Locate every line below that contains the string "backpack" and copy each one in full.

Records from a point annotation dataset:

####################

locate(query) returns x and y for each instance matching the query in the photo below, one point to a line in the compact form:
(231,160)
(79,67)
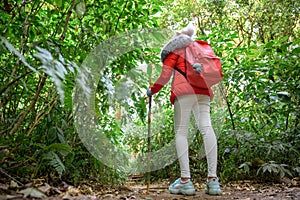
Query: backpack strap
(179,70)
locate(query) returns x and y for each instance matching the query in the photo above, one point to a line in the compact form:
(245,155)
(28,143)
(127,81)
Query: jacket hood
(177,42)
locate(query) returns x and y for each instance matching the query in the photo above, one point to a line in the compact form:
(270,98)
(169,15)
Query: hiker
(186,99)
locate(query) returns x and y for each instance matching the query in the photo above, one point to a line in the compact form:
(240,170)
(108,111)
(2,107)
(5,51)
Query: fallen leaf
(32,192)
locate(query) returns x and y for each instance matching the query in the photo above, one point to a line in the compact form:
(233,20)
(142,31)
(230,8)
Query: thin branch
(63,35)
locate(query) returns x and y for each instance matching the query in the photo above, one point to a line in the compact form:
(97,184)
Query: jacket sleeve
(166,73)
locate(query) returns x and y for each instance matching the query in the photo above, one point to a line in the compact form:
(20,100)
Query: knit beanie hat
(188,30)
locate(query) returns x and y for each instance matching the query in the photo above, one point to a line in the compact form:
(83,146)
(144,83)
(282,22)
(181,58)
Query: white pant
(200,105)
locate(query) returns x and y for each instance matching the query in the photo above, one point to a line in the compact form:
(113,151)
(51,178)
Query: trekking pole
(149,144)
(149,130)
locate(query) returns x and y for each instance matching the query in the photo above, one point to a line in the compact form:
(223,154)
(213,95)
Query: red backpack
(203,68)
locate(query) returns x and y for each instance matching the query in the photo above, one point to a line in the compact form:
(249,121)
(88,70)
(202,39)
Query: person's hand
(149,92)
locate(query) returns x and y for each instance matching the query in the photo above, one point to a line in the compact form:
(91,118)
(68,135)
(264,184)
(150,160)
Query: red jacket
(180,86)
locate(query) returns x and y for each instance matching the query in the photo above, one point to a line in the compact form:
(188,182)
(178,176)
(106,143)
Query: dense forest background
(255,112)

####################

Result of the task
Query: backpack strap
Query: red backpack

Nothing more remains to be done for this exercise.